## WORK TASK
Your output consists solely of the lines from the one that contains "Exercise. Mark the roller" to the end of the material, each reproduced exactly; pictures do not belong in it.
● ● ● ●
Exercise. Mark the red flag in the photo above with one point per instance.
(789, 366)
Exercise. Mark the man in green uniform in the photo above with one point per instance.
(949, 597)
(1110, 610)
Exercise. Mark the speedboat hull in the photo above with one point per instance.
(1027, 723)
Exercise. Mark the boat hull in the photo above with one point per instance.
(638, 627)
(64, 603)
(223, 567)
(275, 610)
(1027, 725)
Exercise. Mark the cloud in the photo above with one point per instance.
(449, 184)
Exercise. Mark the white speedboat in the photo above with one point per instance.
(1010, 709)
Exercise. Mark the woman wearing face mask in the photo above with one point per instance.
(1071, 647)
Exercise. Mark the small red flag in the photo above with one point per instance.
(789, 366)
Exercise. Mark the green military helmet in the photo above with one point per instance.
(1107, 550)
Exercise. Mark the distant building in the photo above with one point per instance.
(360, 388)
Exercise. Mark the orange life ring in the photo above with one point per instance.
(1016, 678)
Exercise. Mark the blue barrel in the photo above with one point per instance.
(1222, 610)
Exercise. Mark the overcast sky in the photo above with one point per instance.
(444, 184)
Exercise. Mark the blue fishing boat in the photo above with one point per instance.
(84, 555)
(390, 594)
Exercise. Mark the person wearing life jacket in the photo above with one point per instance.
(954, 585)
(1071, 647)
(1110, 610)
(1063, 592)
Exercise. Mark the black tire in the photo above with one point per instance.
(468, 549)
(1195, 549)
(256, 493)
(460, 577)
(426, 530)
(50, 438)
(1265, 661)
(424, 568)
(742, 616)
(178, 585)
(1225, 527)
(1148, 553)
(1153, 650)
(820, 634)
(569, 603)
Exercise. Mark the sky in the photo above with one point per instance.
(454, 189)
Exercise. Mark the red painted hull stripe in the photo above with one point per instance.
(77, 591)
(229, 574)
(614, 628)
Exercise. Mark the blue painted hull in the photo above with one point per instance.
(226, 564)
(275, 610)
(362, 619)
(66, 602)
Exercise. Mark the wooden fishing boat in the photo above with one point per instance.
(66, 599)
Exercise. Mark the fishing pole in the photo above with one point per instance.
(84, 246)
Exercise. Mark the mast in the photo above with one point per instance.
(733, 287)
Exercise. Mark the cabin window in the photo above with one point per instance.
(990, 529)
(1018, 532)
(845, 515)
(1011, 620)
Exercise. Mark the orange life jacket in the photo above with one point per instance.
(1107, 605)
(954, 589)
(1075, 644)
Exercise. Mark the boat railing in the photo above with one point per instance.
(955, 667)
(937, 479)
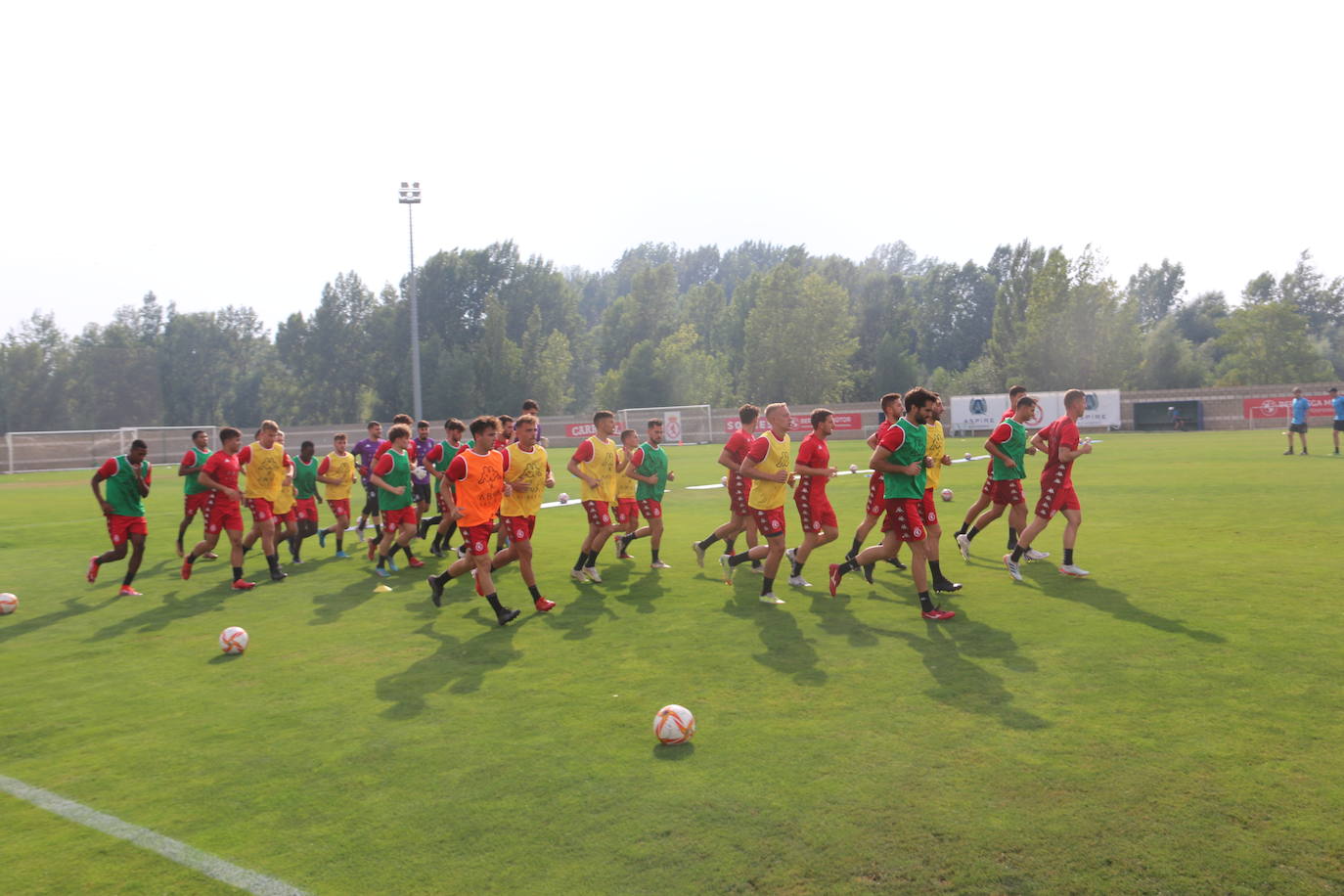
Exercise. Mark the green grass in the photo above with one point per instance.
(1171, 724)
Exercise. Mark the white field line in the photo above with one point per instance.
(146, 838)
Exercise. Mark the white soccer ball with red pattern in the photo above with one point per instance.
(233, 640)
(674, 724)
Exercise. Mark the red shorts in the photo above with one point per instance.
(477, 538)
(519, 528)
(1008, 492)
(876, 503)
(1055, 499)
(223, 515)
(122, 527)
(769, 522)
(197, 501)
(261, 508)
(600, 514)
(306, 510)
(739, 489)
(905, 517)
(816, 515)
(626, 511)
(406, 516)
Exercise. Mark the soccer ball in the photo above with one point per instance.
(233, 640)
(674, 724)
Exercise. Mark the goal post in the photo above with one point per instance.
(682, 424)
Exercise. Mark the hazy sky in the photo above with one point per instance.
(247, 154)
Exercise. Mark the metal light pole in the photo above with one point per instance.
(409, 197)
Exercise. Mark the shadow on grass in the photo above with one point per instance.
(72, 607)
(457, 665)
(786, 649)
(960, 683)
(1097, 596)
(674, 752)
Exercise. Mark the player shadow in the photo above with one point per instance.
(165, 611)
(786, 650)
(960, 683)
(456, 664)
(1109, 601)
(581, 612)
(72, 607)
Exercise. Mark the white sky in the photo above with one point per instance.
(247, 154)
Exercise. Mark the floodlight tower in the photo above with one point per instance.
(409, 197)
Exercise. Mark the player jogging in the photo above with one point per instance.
(128, 486)
(480, 489)
(768, 464)
(392, 474)
(988, 488)
(819, 517)
(194, 493)
(739, 489)
(648, 468)
(594, 464)
(337, 473)
(222, 511)
(1056, 486)
(528, 474)
(902, 458)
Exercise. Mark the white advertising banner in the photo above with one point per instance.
(983, 411)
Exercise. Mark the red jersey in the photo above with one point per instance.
(813, 453)
(1062, 432)
(222, 468)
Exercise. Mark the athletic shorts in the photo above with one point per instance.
(600, 514)
(816, 515)
(198, 501)
(519, 528)
(261, 508)
(119, 528)
(406, 516)
(769, 522)
(1007, 492)
(929, 510)
(905, 517)
(223, 516)
(477, 538)
(306, 510)
(876, 503)
(626, 511)
(739, 489)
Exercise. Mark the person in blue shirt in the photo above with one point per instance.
(1297, 409)
(1337, 403)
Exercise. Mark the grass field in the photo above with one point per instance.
(1171, 724)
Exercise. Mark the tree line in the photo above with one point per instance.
(667, 326)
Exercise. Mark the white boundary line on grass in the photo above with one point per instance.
(146, 838)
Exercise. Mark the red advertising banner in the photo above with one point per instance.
(802, 422)
(1269, 409)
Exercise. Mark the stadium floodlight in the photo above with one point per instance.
(409, 197)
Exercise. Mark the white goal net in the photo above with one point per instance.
(682, 425)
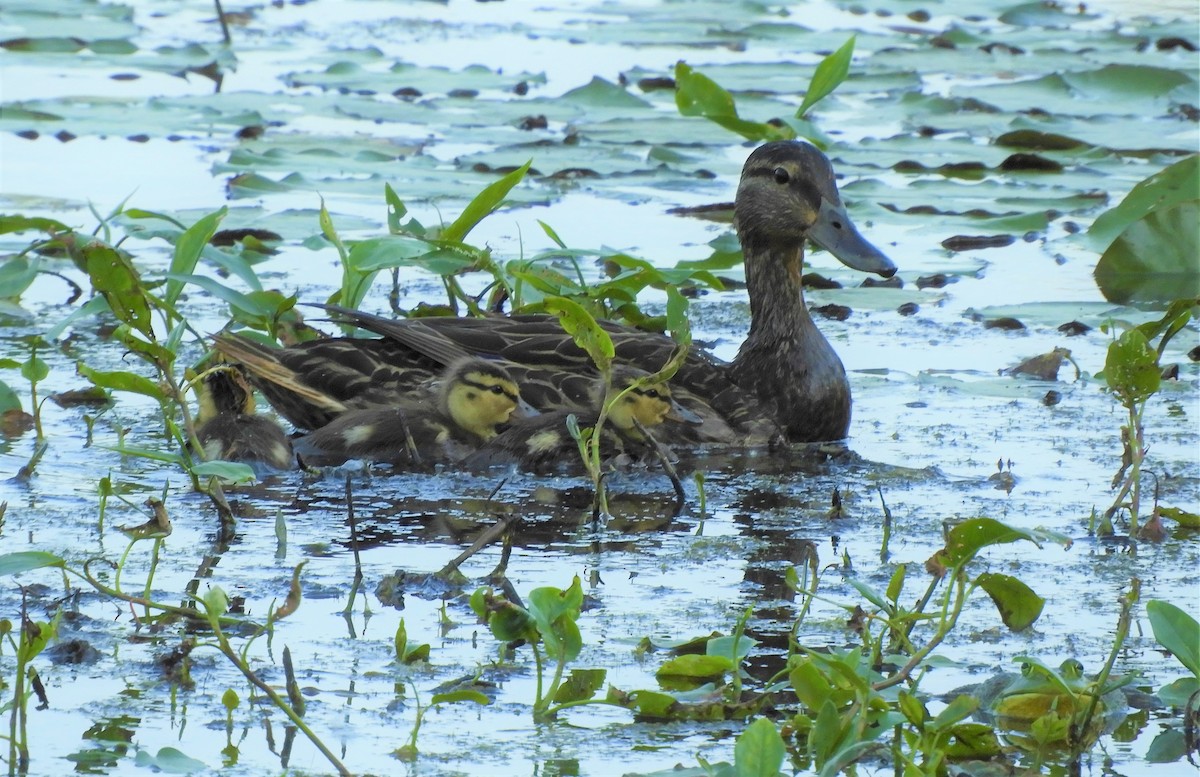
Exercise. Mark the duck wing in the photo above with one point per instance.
(313, 383)
(557, 374)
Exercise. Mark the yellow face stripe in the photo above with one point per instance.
(507, 387)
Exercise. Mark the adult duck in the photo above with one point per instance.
(785, 383)
(453, 419)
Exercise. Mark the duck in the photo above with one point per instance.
(228, 427)
(544, 444)
(457, 414)
(786, 384)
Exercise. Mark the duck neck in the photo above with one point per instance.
(785, 362)
(777, 294)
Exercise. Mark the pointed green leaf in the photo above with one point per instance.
(28, 560)
(828, 74)
(484, 204)
(1177, 632)
(189, 248)
(759, 751)
(1017, 602)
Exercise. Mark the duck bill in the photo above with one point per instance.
(682, 414)
(837, 234)
(523, 410)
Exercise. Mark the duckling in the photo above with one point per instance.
(544, 444)
(785, 383)
(451, 419)
(227, 425)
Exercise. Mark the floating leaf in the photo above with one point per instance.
(1132, 367)
(27, 561)
(1155, 258)
(580, 685)
(831, 72)
(1177, 632)
(1170, 186)
(759, 751)
(1015, 601)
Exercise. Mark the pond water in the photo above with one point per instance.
(934, 414)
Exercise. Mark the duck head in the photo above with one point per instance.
(787, 193)
(479, 396)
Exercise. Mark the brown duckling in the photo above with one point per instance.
(544, 444)
(441, 423)
(227, 425)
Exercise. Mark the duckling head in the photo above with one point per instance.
(787, 194)
(643, 403)
(225, 390)
(479, 395)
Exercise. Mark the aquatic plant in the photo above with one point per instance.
(1134, 374)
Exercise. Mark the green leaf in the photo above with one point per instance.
(1168, 187)
(725, 646)
(696, 95)
(759, 751)
(35, 369)
(957, 711)
(16, 275)
(216, 602)
(1177, 692)
(1132, 367)
(1017, 602)
(462, 694)
(505, 620)
(555, 612)
(189, 248)
(27, 561)
(828, 74)
(966, 538)
(895, 585)
(580, 685)
(396, 209)
(583, 330)
(1168, 747)
(227, 471)
(115, 278)
(484, 204)
(1155, 258)
(695, 667)
(121, 381)
(9, 398)
(1177, 632)
(869, 594)
(169, 760)
(18, 223)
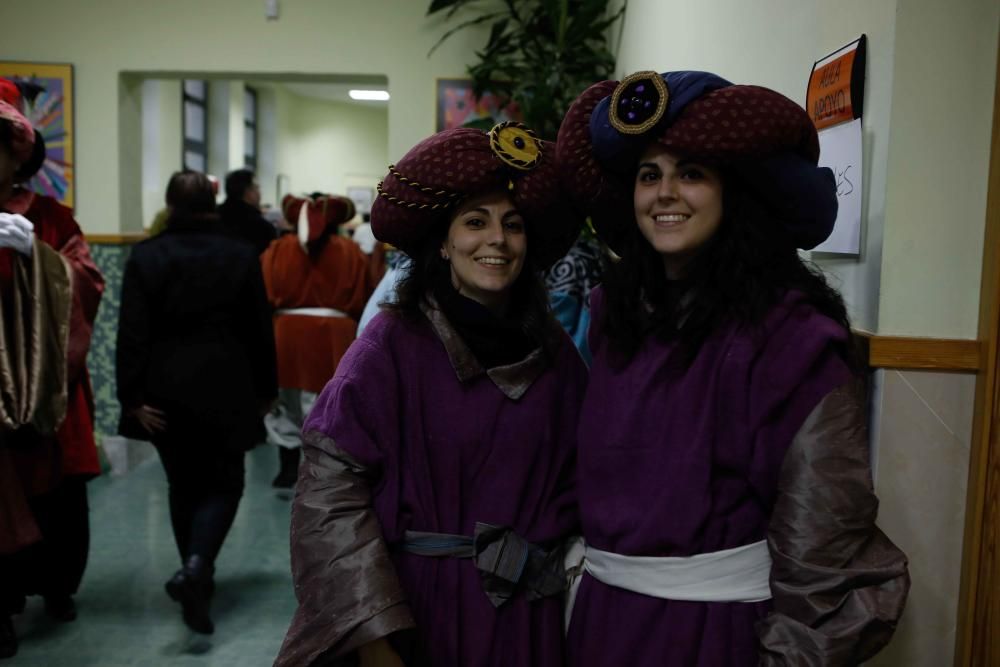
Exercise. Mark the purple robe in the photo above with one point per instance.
(678, 462)
(445, 445)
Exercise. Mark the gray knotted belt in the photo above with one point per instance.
(507, 563)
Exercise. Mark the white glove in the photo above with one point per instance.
(16, 232)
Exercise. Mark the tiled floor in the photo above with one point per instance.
(125, 618)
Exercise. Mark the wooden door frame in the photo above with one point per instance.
(977, 639)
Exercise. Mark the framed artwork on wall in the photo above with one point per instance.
(458, 106)
(362, 196)
(51, 112)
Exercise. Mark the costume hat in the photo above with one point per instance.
(757, 135)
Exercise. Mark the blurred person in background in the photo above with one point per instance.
(318, 283)
(47, 448)
(240, 215)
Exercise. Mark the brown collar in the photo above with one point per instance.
(513, 380)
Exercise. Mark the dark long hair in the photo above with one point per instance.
(736, 278)
(528, 304)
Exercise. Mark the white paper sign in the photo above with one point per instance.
(840, 150)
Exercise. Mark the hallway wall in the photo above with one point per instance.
(106, 41)
(927, 128)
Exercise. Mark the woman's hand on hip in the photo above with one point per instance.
(152, 419)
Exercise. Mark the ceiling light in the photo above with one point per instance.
(380, 95)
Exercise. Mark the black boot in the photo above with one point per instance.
(8, 638)
(289, 471)
(192, 586)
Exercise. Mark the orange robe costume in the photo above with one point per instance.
(309, 347)
(40, 462)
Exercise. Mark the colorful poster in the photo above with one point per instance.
(51, 112)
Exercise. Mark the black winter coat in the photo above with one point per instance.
(242, 221)
(195, 336)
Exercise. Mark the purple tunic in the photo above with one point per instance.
(451, 445)
(676, 463)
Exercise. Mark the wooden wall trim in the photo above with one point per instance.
(903, 352)
(925, 353)
(116, 239)
(976, 640)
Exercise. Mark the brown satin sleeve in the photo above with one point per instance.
(838, 583)
(345, 582)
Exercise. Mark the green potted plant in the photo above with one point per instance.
(540, 53)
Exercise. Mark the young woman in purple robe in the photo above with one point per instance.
(723, 475)
(437, 488)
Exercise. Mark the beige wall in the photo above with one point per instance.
(229, 38)
(945, 75)
(928, 107)
(327, 146)
(923, 465)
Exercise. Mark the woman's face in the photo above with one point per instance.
(678, 205)
(486, 246)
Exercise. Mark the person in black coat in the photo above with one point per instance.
(196, 372)
(240, 213)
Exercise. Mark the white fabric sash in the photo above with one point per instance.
(314, 312)
(741, 574)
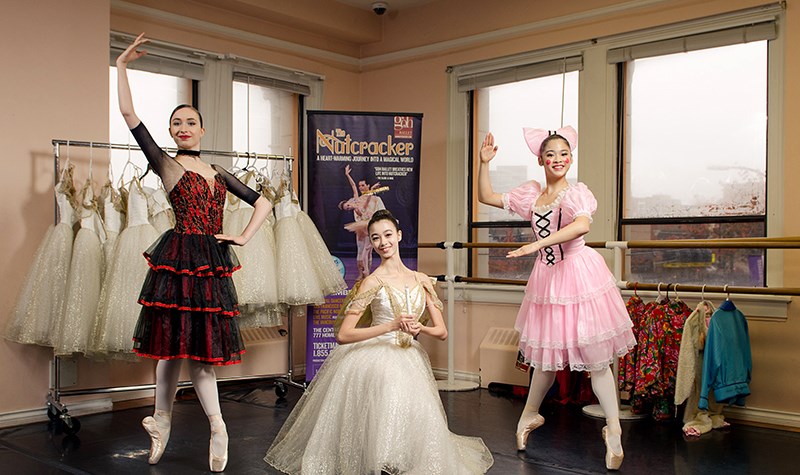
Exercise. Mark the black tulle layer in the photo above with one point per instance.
(173, 334)
(191, 254)
(189, 301)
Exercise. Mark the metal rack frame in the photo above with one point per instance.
(58, 411)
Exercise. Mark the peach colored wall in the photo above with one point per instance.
(54, 64)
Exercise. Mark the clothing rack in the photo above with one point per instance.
(56, 410)
(791, 242)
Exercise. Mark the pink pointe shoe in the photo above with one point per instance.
(217, 463)
(524, 429)
(158, 428)
(613, 461)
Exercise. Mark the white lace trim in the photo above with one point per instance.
(547, 299)
(571, 344)
(577, 366)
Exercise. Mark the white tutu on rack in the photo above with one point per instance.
(330, 278)
(118, 311)
(162, 217)
(113, 221)
(298, 282)
(83, 284)
(255, 282)
(42, 296)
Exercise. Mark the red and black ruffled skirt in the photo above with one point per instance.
(188, 300)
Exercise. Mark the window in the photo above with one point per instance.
(627, 139)
(694, 162)
(264, 118)
(155, 96)
(504, 110)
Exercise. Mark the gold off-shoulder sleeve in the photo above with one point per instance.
(357, 301)
(428, 284)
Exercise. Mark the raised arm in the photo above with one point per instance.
(486, 194)
(123, 88)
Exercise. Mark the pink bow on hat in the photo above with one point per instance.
(535, 137)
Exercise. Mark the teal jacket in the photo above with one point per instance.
(727, 362)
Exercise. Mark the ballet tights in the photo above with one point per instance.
(603, 387)
(606, 392)
(203, 378)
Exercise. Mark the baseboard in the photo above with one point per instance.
(777, 419)
(440, 373)
(30, 416)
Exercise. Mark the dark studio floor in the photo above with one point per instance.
(568, 443)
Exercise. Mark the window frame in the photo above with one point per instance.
(598, 97)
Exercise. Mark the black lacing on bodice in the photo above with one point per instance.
(542, 224)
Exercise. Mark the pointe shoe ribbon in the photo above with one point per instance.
(158, 428)
(217, 463)
(534, 423)
(613, 461)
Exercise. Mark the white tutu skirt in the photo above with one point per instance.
(330, 278)
(83, 294)
(42, 297)
(255, 281)
(108, 251)
(373, 407)
(163, 221)
(298, 283)
(118, 310)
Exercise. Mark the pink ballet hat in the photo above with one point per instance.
(535, 137)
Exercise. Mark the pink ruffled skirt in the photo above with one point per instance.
(573, 315)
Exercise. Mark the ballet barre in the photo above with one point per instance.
(791, 242)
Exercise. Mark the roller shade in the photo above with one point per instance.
(469, 82)
(732, 36)
(275, 83)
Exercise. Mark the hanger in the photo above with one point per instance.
(727, 304)
(66, 165)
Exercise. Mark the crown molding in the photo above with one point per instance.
(373, 62)
(233, 33)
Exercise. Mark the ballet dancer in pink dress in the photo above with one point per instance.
(572, 315)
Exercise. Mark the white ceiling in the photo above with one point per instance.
(395, 5)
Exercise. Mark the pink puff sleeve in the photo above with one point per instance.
(520, 200)
(579, 201)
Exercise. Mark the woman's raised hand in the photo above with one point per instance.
(488, 148)
(131, 53)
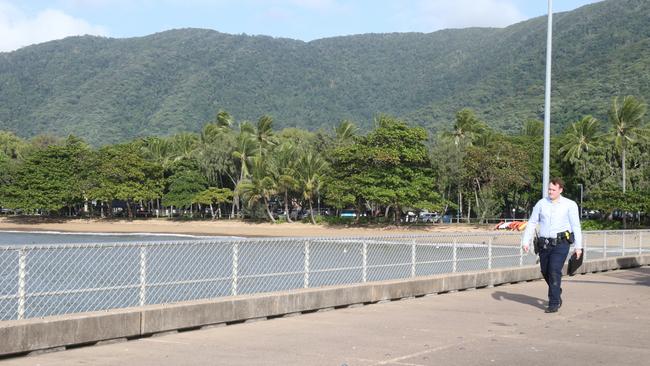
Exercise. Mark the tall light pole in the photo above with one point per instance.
(547, 103)
(580, 184)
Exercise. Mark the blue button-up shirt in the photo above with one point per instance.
(554, 217)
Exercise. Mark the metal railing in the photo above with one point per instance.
(44, 280)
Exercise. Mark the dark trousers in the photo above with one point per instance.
(551, 261)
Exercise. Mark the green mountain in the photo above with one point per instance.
(108, 90)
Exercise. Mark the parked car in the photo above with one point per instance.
(429, 217)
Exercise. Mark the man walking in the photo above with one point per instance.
(559, 227)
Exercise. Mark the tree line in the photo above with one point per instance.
(247, 169)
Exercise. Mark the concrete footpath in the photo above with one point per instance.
(605, 320)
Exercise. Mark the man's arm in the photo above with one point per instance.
(574, 221)
(530, 227)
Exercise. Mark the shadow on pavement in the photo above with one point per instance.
(524, 299)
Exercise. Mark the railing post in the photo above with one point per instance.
(22, 273)
(490, 253)
(413, 259)
(454, 266)
(364, 269)
(143, 276)
(306, 253)
(623, 250)
(235, 260)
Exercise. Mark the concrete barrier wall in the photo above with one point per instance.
(20, 336)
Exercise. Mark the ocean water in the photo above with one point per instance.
(11, 238)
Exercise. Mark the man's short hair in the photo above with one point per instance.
(558, 182)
● ● ● ●
## TASK ANSWER
Exercise. Mark the roller shade in the photo above with one point per instance.
(469, 82)
(732, 36)
(275, 83)
Exercise. Mark the hanger in the photo above with one point per instance.
(727, 304)
(66, 165)
Exercise. Mark the crown molding in the photo above with one point per instance.
(373, 62)
(233, 33)
Exercise. Mark the ballet dancer in pink dress in the photo above with one point per instance.
(572, 315)
Exercise. Mark the white ceiling in the photo above with one point per instance.
(395, 5)
Exercise. Mark the pink puff sleeve in the photo above with one point per instance.
(520, 200)
(579, 201)
Exercise. Mark the woman's raised hand in the photo above with one point per instance.
(488, 148)
(131, 53)
Exercise. Mark the tall light pole in the photo above with one point per instance.
(547, 103)
(580, 184)
Exercise. Mark the blue button-up shirt in the photo above with one point per instance.
(554, 217)
Exercise. Mark the metal railing in the photo above with one point per instance.
(44, 280)
Exercise. Mark the dark trousers in the photo above with one point per instance.
(551, 261)
Exercise. Mark the green mountain in the photo above with one point per instance.
(108, 90)
Exercise. Mark the parked car in the photo above with one point per instance.
(429, 217)
Exercise. Mark the man walking in the photo above with one point per instance.
(559, 227)
Exercise. Mark the tree line in the photo above with one point per instance.
(247, 169)
Exercise. Mark the concrete footpath in the photo above with one point per instance.
(605, 320)
Exercise. Mark the man's arm in the photo above with one point per instance.
(574, 221)
(530, 227)
Exercise. Mark the shadow on pavement in the photo above with one point per instance.
(524, 299)
Exercise. Mark the railing post in the photo above with one point per instance.
(22, 273)
(490, 253)
(413, 259)
(454, 266)
(364, 269)
(143, 276)
(306, 253)
(623, 250)
(235, 260)
Exercise. Mark the concrete barrier wall in the photo above with one point per instance.
(20, 336)
Exercise. Mark the ocean water in the photo above with one point per instance.
(11, 238)
Exercise. Mark the man's short hair in the photo above with one point per instance.
(558, 182)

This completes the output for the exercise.